### Task directions
Reproduce all the lines exactly as they stand, apart from the pictures.
───── The data
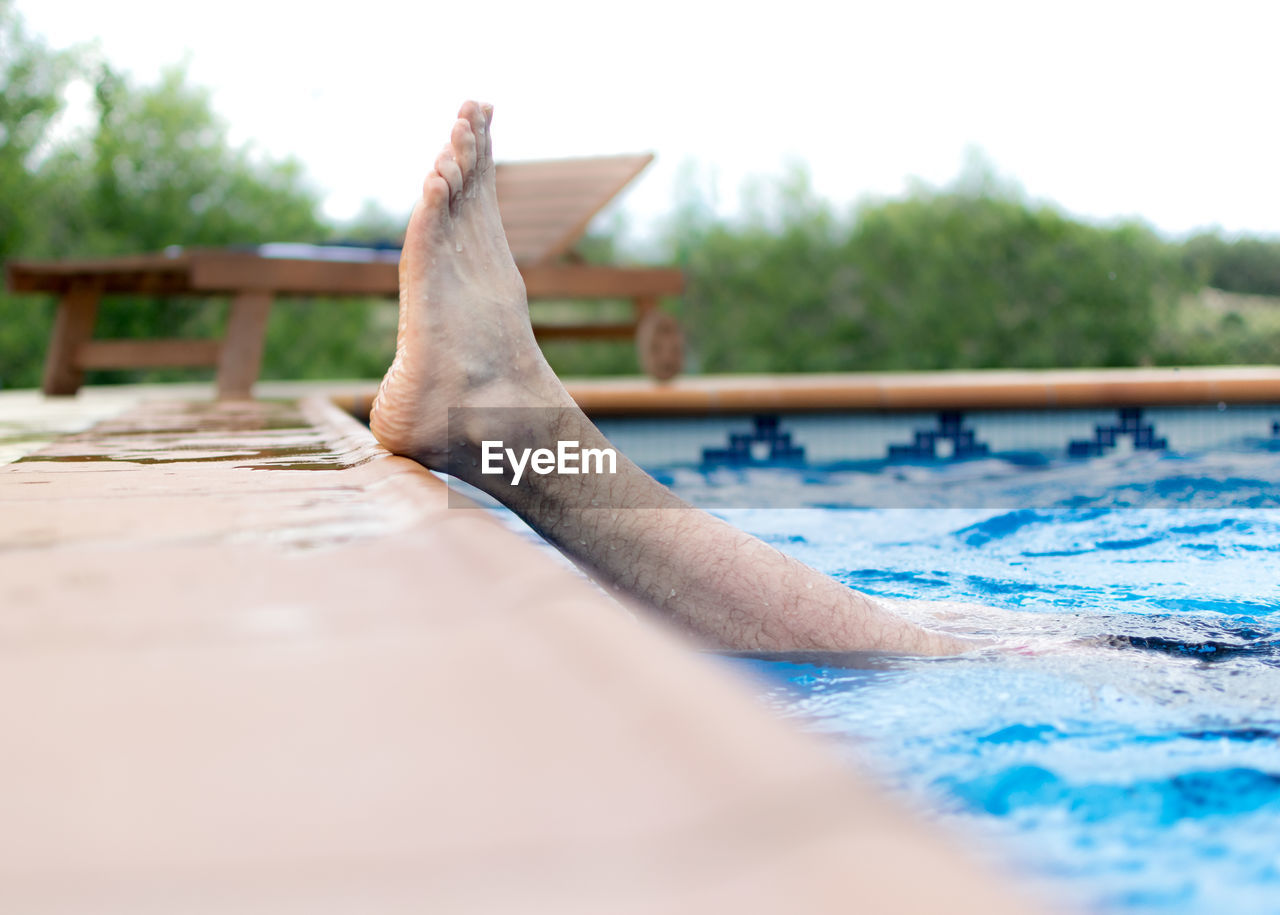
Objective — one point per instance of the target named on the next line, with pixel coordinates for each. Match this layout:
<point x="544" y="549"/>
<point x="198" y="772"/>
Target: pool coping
<point x="984" y="389"/>
<point x="211" y="700"/>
──────────
### Solution
Objective — one point per instance of the target named on the next line, with pixel coordinates for each. Match this layout:
<point x="544" y="549"/>
<point x="198" y="772"/>
Target: pool coping
<point x="984" y="389"/>
<point x="211" y="700"/>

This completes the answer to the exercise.